__ASSIGNMENT__: Copy, from the data below, every line that has "high" in it.

__EXTRACTED ENTRIES__:
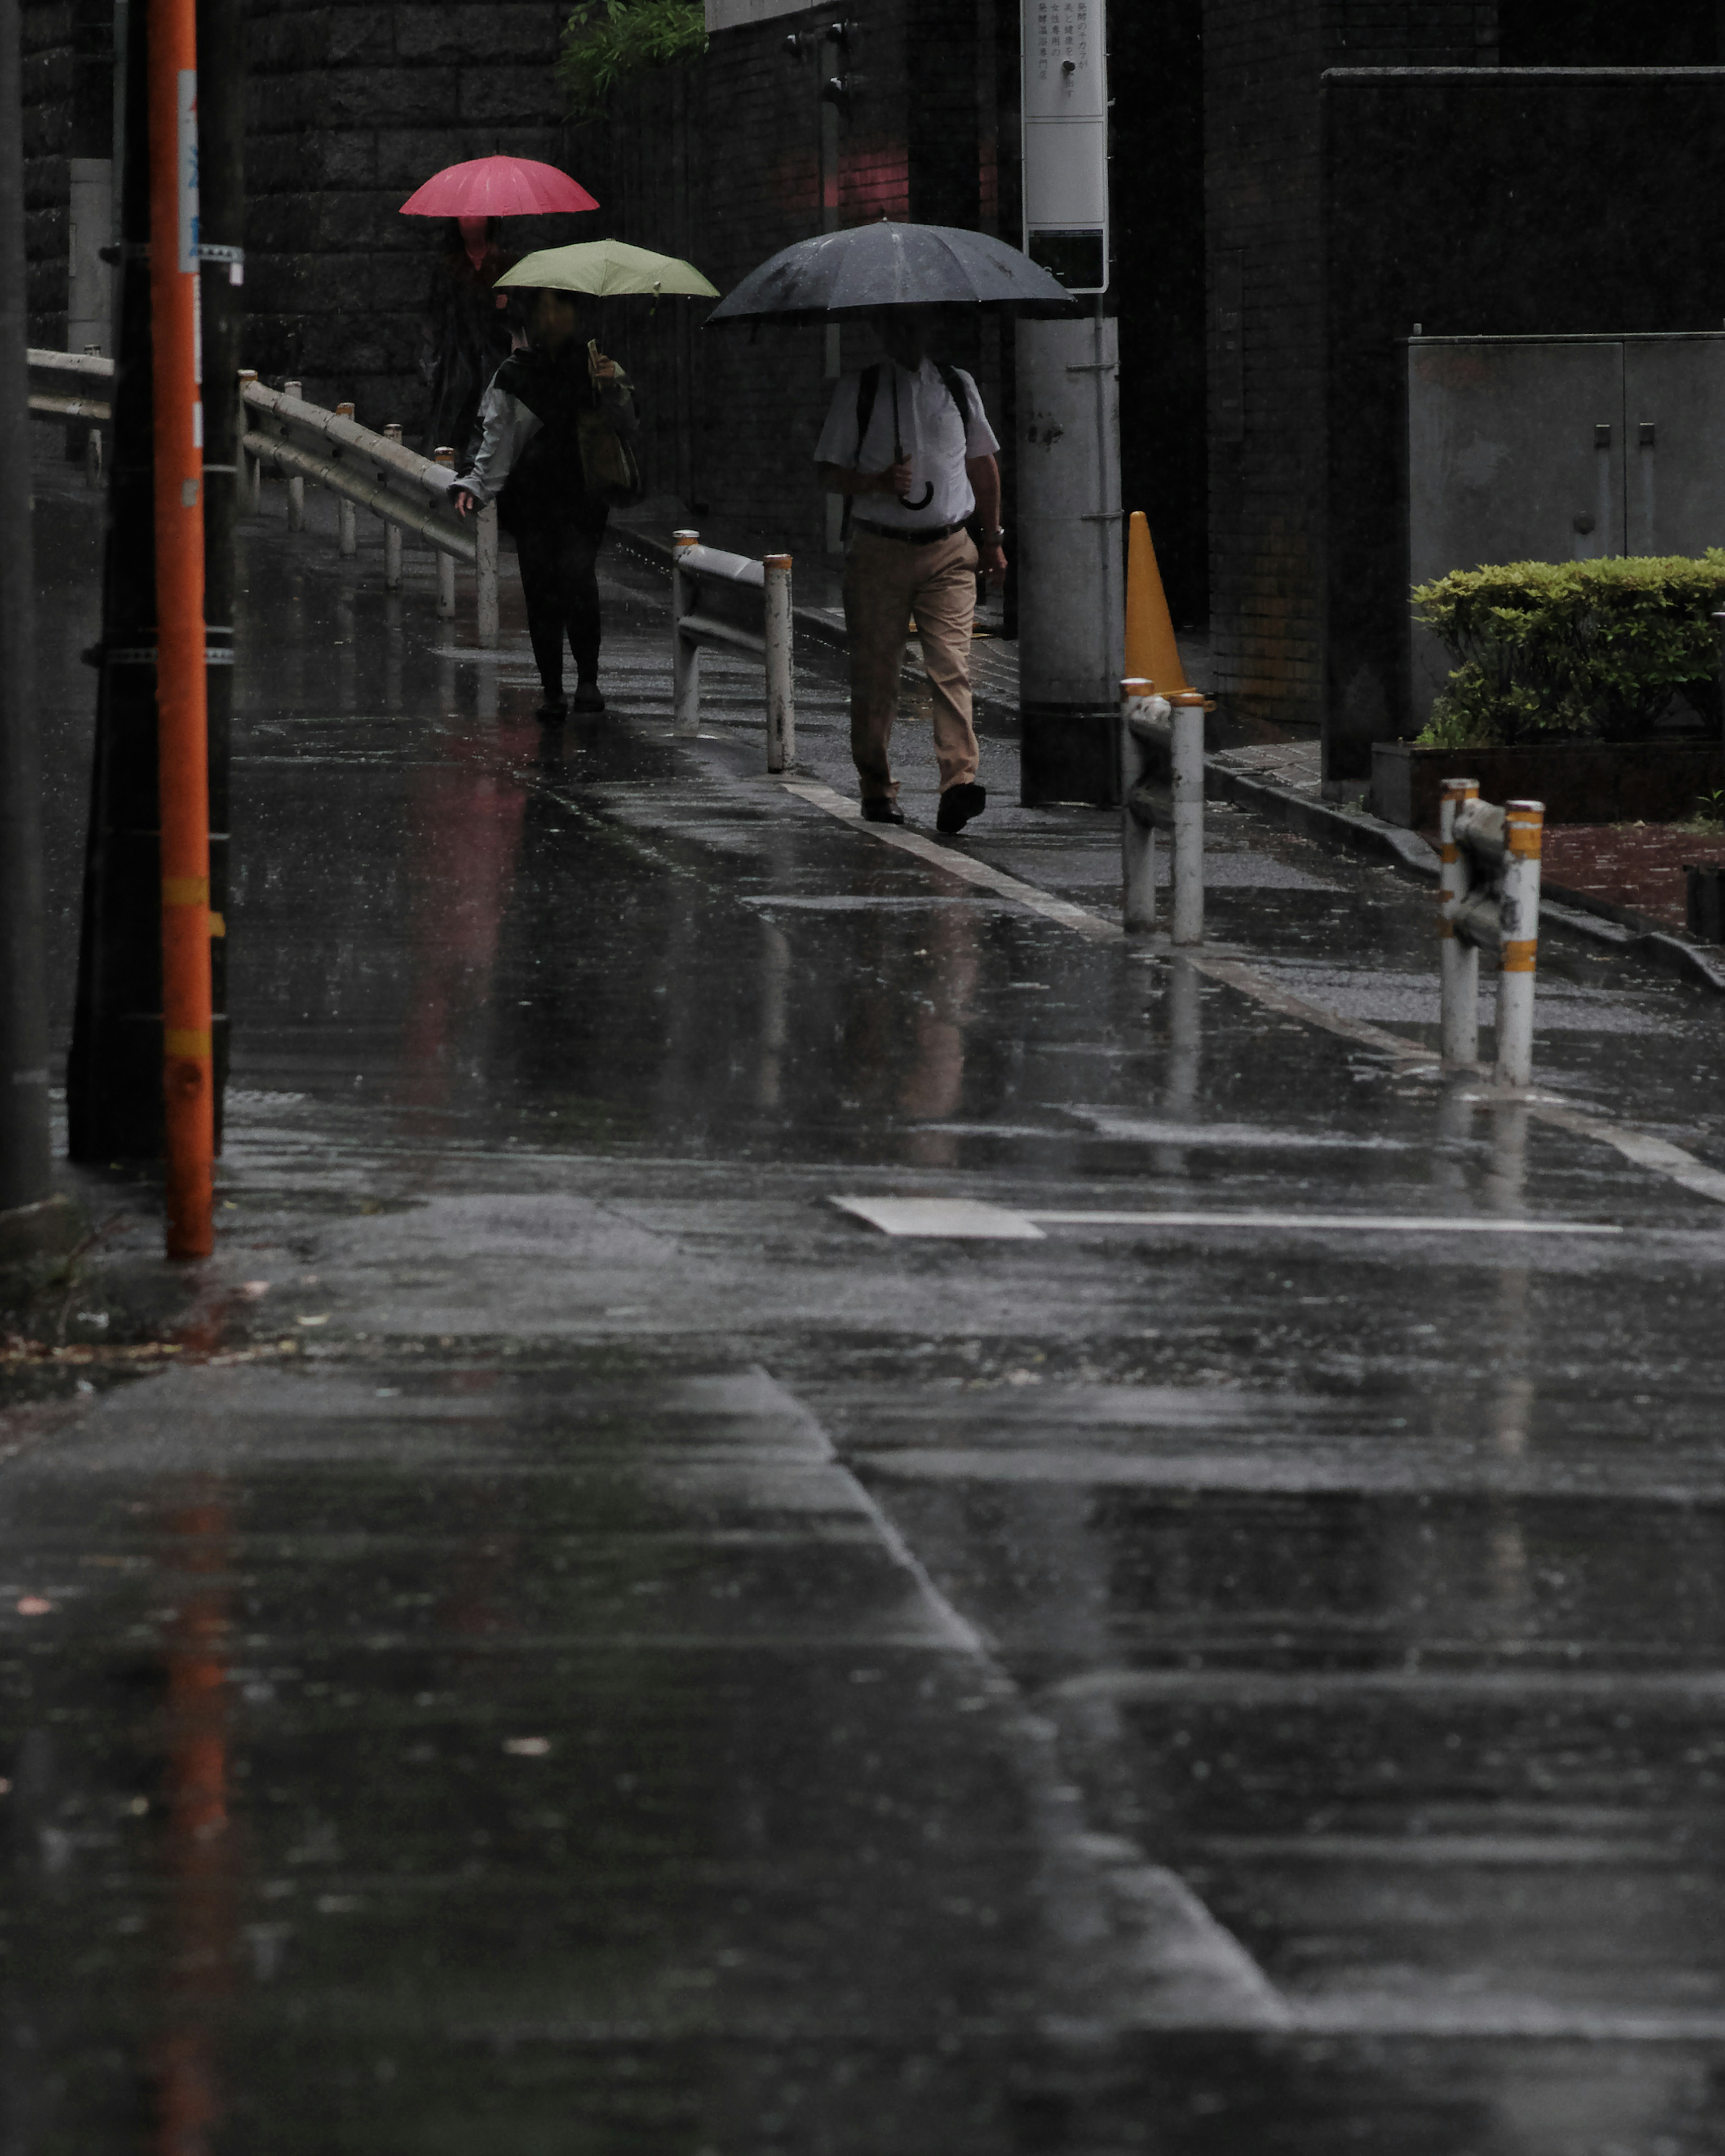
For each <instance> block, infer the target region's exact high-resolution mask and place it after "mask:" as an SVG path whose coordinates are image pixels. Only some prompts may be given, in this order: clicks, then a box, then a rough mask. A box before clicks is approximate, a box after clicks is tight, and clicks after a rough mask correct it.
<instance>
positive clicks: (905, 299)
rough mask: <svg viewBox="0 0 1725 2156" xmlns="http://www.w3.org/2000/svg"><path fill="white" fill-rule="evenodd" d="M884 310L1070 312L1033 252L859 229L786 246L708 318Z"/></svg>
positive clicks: (966, 238) (759, 269)
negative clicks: (911, 306)
mask: <svg viewBox="0 0 1725 2156" xmlns="http://www.w3.org/2000/svg"><path fill="white" fill-rule="evenodd" d="M878 306H1035V308H1044V306H1072V293H1070V291H1067V289H1065V287H1063V285H1057V282H1054V278H1052V276H1050V274H1048V272H1046V269H1039V267H1037V265H1035V263H1033V261H1031V257H1029V254H1020V252H1018V248H1009V246H1007V244H1005V239H990V237H988V233H966V231H964V229H962V226H957V224H856V226H852V229H850V231H845V233H822V235H819V237H817V239H800V241H798V244H796V246H794V248H783V250H781V252H778V254H774V257H772V261H765V263H761V267H759V269H750V272H748V276H746V278H744V280H742V285H737V289H735V291H731V293H727V295H725V298H722V300H720V302H718V306H716V308H714V310H712V315H707V321H709V323H718V321H828V319H830V317H832V315H867V313H871V310H873V308H878Z"/></svg>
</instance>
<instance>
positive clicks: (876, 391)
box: [839, 360, 880, 545]
mask: <svg viewBox="0 0 1725 2156" xmlns="http://www.w3.org/2000/svg"><path fill="white" fill-rule="evenodd" d="M875 397H880V360H875V364H873V367H865V369H863V373H860V375H858V377H856V457H858V464H860V461H863V438H865V436H867V431H869V420H871V418H873V416H875ZM854 500H856V496H852V494H847V496H845V513H843V517H841V520H839V545H845V541H847V539H850V511H852V502H854Z"/></svg>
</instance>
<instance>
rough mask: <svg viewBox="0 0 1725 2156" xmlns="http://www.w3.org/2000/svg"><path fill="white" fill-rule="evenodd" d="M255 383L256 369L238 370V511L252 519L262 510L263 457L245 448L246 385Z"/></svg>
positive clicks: (256, 369)
mask: <svg viewBox="0 0 1725 2156" xmlns="http://www.w3.org/2000/svg"><path fill="white" fill-rule="evenodd" d="M248 382H257V367H241V369H239V386H237V388H239V442H241V448H239V472H241V487H239V511H241V515H248V517H254V515H257V513H259V509H263V457H254V455H252V453H250V451H248V448H246V446H244V440H246V384H248Z"/></svg>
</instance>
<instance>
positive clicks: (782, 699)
mask: <svg viewBox="0 0 1725 2156" xmlns="http://www.w3.org/2000/svg"><path fill="white" fill-rule="evenodd" d="M761 567H763V571H765V634H768V770H770V772H783V770H787V768H789V765H794V763H796V705H794V701H791V556H789V554H768V556H765V558H763V563H761Z"/></svg>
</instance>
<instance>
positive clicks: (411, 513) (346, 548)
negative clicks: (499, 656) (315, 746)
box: [239, 375, 498, 651]
mask: <svg viewBox="0 0 1725 2156" xmlns="http://www.w3.org/2000/svg"><path fill="white" fill-rule="evenodd" d="M298 388H300V384H298V382H289V384H287V388H280V390H267V388H265V386H263V384H261V382H259V379H257V375H241V377H239V395H241V401H244V407H246V433H244V440H241V446H244V453H246V483H248V496H246V498H248V502H250V507H252V509H257V507H259V485H261V479H263V466H265V464H274V466H276V468H278V470H280V472H282V474H285V476H287V485H289V498H287V524H289V530H302V528H304V498H306V496H304V487H306V481H308V479H310V481H313V483H315V485H319V487H328V489H330V492H332V494H339V496H343V505H347V502H351V505H356V507H360V509H369V511H371V513H373V515H377V517H382V520H384V586H386V589H388V591H397V589H399V586H401V533H403V530H410V533H414V535H416V537H418V539H423V541H425V543H427V545H431V548H436V550H438V552H440V554H444V556H448V558H451V561H459V563H468V565H470V567H472V571H474V580H477V608H474V612H477V619H479V645H481V649H483V651H494V649H496V645H498V511H496V502H492V505H487V507H485V509H479V511H474V517H472V524H464V522H461V517H457V515H455V500H453V496H451V492H448V466H446V464H438V459H436V457H420V455H418V451H412V448H408V444H405V442H403V440H401V427H395V425H392V427H386V429H384V431H382V433H375V431H373V429H371V427H360V423H358V420H356V418H354V407H351V405H343V407H339V410H334V412H326V410H323V405H315V403H306V401H304V399H302V397H300V395H298ZM339 545H341V552H343V554H351V552H354V550H356V535H354V522H351V515H343V520H341V539H339ZM438 612H440V614H444V617H448V614H453V612H455V584H453V578H448V576H446V573H442V571H440V580H438Z"/></svg>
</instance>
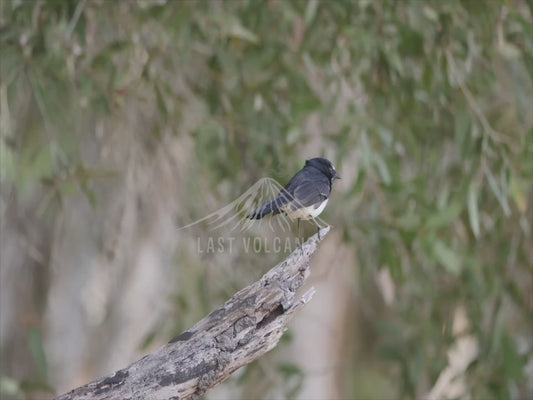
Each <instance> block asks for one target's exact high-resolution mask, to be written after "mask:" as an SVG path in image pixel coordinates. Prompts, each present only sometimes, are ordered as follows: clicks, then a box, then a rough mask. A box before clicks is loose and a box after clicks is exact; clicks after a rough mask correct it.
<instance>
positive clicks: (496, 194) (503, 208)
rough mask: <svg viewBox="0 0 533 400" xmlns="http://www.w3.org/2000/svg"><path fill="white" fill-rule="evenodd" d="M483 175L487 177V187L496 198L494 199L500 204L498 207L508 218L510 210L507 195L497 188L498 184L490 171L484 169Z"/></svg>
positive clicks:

__SOLUTION FOR THIS TASK__:
For each <instance> block, infer the target region's exact high-resolution mask and place it after "mask:" as an SVG path whose coordinates are image pixels. Only some prompts may be given, in this order: clicks, then a box, then a rough mask. A box before clicks is approximate, a box after clicks is tight, and clicks after a rough mask correct it.
Each <instance> block asks for one target's exact high-resolution mask, to be written after "mask:" as an SVG path in image pixel coordinates. Prompts, each present only sometimes, are ordered as follows: clicks, then a box, then a rough mask. A box before clicks is loose and a box after clicks is exact; clicks after a rough mask correct it.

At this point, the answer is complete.